DATA TO PROCESS =
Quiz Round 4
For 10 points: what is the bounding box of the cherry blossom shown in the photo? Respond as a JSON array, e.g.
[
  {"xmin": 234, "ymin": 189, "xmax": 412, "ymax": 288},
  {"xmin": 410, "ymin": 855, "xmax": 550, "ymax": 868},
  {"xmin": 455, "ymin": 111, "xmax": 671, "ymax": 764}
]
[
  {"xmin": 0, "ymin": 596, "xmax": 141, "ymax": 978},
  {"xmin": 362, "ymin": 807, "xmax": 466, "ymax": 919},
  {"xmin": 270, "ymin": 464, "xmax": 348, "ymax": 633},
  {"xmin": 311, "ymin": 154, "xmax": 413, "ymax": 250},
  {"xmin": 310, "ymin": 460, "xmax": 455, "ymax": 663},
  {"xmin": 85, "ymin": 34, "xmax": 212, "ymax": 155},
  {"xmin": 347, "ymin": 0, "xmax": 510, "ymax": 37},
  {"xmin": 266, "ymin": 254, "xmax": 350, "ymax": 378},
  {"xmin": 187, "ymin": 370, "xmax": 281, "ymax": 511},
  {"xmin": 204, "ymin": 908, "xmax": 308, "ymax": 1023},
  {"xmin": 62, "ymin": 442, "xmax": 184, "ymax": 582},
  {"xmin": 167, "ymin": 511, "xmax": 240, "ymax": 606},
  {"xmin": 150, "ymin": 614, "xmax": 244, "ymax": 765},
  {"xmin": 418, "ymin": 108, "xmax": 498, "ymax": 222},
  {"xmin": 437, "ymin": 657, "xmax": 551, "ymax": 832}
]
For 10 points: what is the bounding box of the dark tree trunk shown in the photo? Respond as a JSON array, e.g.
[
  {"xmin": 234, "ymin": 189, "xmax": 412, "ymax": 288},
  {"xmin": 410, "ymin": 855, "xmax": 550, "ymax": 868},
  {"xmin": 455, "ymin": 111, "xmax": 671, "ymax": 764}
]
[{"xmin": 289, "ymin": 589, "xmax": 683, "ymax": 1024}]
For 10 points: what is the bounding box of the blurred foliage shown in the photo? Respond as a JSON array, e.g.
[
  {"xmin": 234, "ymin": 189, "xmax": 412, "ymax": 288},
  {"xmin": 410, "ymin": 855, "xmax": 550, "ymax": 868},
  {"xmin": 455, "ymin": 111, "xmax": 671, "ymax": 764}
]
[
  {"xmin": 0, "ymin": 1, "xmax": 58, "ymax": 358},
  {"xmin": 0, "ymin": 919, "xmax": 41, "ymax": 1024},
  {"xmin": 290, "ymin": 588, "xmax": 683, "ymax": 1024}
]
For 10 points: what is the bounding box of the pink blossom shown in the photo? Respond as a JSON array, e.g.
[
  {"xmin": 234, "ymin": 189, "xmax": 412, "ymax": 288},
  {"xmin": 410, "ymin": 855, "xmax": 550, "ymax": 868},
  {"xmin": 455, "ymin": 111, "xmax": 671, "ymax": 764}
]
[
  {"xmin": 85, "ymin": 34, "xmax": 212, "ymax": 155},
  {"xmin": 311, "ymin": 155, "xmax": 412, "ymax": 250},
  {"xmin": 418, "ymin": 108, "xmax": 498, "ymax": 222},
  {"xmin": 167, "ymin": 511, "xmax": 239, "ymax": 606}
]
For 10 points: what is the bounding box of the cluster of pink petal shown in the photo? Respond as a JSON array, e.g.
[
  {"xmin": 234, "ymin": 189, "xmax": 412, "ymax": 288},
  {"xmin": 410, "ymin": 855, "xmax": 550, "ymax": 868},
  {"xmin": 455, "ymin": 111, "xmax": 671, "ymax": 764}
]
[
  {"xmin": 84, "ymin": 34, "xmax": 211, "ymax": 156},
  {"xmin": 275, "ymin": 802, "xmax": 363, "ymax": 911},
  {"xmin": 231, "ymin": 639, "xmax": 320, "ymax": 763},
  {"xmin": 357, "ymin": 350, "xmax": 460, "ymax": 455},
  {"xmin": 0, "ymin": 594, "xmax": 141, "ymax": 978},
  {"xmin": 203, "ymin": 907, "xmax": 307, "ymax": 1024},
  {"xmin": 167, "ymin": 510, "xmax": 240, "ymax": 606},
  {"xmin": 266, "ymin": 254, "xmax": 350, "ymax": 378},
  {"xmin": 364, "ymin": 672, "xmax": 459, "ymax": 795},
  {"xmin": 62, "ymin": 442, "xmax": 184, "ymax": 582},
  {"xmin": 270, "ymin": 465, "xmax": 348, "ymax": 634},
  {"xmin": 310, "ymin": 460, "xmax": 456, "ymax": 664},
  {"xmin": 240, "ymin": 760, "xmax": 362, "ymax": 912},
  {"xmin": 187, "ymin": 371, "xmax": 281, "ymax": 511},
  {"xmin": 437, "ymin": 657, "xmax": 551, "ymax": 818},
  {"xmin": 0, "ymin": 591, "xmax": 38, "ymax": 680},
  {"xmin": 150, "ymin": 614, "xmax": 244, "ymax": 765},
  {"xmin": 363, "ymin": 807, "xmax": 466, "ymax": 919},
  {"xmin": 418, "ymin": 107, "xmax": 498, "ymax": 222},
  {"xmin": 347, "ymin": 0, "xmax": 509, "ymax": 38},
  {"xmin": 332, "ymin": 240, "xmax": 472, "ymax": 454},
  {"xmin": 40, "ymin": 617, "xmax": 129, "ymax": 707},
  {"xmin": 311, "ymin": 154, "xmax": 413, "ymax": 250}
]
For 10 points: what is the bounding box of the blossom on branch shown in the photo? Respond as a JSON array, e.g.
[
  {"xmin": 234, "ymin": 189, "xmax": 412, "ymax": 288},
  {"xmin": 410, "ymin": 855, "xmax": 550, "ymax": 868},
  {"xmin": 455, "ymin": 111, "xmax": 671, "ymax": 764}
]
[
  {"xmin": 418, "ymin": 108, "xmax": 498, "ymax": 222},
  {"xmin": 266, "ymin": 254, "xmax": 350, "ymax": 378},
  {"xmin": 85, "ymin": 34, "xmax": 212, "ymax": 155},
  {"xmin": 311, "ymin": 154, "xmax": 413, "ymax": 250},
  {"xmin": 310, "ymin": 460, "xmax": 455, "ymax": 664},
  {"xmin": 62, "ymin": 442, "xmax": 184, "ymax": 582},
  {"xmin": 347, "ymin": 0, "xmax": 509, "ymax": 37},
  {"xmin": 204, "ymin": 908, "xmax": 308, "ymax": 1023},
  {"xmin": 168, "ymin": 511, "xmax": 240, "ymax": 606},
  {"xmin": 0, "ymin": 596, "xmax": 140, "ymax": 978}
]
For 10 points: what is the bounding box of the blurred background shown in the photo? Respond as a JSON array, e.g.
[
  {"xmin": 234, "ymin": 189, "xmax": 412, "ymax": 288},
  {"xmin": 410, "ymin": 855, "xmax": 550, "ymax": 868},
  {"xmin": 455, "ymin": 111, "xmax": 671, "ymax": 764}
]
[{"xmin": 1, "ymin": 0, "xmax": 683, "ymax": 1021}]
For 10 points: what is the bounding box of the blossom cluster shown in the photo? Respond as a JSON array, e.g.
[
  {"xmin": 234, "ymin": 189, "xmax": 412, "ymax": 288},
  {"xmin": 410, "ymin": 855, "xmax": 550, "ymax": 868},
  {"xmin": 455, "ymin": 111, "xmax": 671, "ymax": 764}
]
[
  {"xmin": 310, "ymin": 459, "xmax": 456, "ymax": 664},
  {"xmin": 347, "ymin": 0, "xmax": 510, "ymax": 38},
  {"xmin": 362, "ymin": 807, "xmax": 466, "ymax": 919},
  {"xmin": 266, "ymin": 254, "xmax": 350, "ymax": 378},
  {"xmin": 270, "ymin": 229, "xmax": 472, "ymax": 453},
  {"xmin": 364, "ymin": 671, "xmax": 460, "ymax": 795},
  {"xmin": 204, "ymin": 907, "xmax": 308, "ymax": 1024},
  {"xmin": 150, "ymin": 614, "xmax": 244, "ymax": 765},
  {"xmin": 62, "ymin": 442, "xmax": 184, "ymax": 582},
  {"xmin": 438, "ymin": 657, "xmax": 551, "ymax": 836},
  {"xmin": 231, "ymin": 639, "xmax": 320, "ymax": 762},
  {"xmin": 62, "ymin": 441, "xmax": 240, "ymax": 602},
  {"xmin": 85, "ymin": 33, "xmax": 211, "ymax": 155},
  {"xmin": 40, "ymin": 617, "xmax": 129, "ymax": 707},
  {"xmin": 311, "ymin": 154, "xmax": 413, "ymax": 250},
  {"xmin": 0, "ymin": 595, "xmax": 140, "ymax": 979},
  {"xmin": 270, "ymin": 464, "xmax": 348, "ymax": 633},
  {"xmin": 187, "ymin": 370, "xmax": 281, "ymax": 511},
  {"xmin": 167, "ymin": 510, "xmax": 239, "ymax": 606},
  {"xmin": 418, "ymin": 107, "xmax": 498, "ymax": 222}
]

EXERCISE = Each line of the listing above that includes the word "points" should be copied.

EXERCISE RESPONSE =
For 10 points: what is the bounding box of the cherry blossom shown in the photo? Respond as a JSON array, e.g.
For 10 points: what is the bounding box of the dark tree trunk shown in the photo? Respond as a JSON array, e.g.
For 10 points: what is the bounding box of the blurred foliage shown in the photo? Respond as a JSON array, e.g.
For 10 points: what is the bounding box of the pink blossom shown in the photo? Respond as a JSON array, e.g.
For 10 points: what is the bounding box of the cluster of pink petal shown in the photo? Respond as a JSON array, e.g.
For 10 points: what is the bounding box of the blossom on branch shown in the photo? Respond as a JSON array, e.g.
For 10 points: what is the bounding box of the blurred background shown in the photo? Respond as a JSON array, e.g.
For 10 points: what is the bounding box of the blossom cluster shown in the photo? Respond as a JSON array, e.g.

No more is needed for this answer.